*PAGE EXTRACT:*
==*==
How To Communicate Change In Turbulent Times
Change happens fast and conjures up the worst in humans: denial, distress, anger, frustration, and doubt just to name a few. It’s no wonder that individuals lash out at one another or seek attention from pseudo-sympathetic journalists looking for a scoop.
More broadly, groups can be in denial. The grapevine becomes the only source of real information because executives are too scared of their own jobs to communicate anything substantial. And don’t forget the brash blowhard who seemingly comes out of nowhere to takeover the company during this time of uncertainty.
The organization is ill.
After I left a similar situation three years ago, I became a devoted student of mind-body, yoga, and contemplation. I keep coming back to the two laws of Ayurveda, the oldest healing science developed in India:
1. Like increases like.
2. Apply the opposite to heal.
Toxic organizations become more toxic over time because like increases like (think of the mob mentality). To heal requires the opposite. Leadership that is willing to stand up with boldness, vision, and sensitivity to the objective at hand.
Thankfully, “leadership” is not a title – it’s a muscle. Don’t wait for the perfect CEO to right all the wrongs. She or he probably doesn’t exist. We all experience change everyday and can practice better communication right now.
Here’s my recipe:
Promote The Problem
The best way to explain change is to sell the magnitude of the problem. This inherently sets up why the change is necessary. And allows for a shared reality that we must tackle as an organization, as painful as it may be.
This can be challenging for leadership because who wants to admit failure? First, swallow your pride. You are not the result. Second, focus the messaging around things that were out of your control – despite your best efforts. Don’t pass blame. Describe what happened.
Farmers don’t control a crop’s growth, they only do their best to setup an environment conducive to growth. It’s delusional and counterproductive to avoid the problem. So embrace it.
==*==
Object descriptions in free text:

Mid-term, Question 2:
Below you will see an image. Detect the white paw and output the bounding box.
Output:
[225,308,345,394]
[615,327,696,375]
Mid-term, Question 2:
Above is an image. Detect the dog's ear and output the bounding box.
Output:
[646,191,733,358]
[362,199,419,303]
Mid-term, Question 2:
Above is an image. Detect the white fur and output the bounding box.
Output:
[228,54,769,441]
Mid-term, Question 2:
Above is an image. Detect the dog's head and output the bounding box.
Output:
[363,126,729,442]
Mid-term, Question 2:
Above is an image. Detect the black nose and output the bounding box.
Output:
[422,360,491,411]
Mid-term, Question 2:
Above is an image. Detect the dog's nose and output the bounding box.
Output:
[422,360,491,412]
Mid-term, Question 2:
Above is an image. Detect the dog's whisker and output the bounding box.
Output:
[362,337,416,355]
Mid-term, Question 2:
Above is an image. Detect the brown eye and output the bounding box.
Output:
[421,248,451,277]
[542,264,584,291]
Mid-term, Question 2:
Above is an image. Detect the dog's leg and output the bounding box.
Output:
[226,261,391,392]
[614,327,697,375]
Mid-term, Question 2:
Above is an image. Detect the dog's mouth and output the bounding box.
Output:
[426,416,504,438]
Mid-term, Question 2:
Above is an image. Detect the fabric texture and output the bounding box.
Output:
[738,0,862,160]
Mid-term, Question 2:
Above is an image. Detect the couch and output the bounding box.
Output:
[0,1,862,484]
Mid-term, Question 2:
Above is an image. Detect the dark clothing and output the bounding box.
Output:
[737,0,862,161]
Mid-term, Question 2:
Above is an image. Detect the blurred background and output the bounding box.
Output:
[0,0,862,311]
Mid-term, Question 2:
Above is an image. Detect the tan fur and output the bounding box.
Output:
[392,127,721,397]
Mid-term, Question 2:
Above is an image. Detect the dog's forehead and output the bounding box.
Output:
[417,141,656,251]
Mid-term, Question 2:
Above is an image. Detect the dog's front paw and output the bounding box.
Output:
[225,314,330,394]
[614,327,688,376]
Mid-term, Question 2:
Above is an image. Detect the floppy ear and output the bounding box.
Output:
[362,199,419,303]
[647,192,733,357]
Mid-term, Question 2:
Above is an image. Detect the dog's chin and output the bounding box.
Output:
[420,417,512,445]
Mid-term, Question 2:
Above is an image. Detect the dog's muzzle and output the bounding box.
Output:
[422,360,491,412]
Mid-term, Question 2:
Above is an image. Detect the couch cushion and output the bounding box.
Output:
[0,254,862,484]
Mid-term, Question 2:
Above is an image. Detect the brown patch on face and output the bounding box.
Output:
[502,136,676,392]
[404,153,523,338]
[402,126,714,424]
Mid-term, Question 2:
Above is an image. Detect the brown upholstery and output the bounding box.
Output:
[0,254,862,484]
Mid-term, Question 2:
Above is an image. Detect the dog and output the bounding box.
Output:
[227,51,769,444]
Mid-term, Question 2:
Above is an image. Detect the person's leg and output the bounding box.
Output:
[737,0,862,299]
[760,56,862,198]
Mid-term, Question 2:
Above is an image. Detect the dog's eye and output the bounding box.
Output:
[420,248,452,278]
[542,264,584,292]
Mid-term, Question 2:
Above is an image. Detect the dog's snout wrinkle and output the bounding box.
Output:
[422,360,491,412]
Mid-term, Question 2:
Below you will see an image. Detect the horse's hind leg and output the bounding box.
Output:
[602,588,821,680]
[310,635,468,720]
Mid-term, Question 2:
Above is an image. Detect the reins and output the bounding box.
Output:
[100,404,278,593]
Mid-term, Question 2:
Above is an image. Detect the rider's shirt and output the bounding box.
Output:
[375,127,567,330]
==*==
*WHAT YOU WILL DO:*
a – Decide whether each statement agrees with the article on communicating change, answering yes or no and quoting the words that settle it: (i) The author left a similar situation three years ago. (ii) The article advises waiting for the right CEO to fix what is wrong. (iii) The article says farmers control a crop's growth.
b – In the article on communicating change, rewrite everything from "2. Apply the" down to "as it may be.", substituting "plan" for "recipe".
c – According to the article on communicating change, why is selling the magnitude of the problem the best way to explain change?
The rows are separate material and stand apart from the article on communicating change.

*SOLUTIONS BELOW:*
a –
(i) Yes: "After I left a similar situation three years ago"
(ii) No: "Don’t wait for the perfect CEO to right all the wrongs."
(iii) No: "Farmers don’t control a crop’s growth"

b –
2. Apply the opposite to heal.
Toxic organizations become more toxic over time because like increases like (think of the mob mentality). To heal requires the opposite. Leadership that is willing to stand up with boldness, vision, and sensitivity to the objective at hand.
Thankfully, “leadership” is not a title – it’s a muscle. Don’t wait for the perfect CEO to right all the wrongs. She or he probably doesn’t exist. We all experience change everyday and can practice better communication right now.
Here’s my plan:
Promote The Problem
The best way to explain change is to sell the magnitude of the problem. This inherently sets up why the change is necessary. And allows for a shared reality that we must tackle as an organization, as painful as it may be.

c – Selling the magnitude of the problem inherently sets up why the change is necessary. It also allows for a shared reality that must be tackled as an organization, however painful that may be.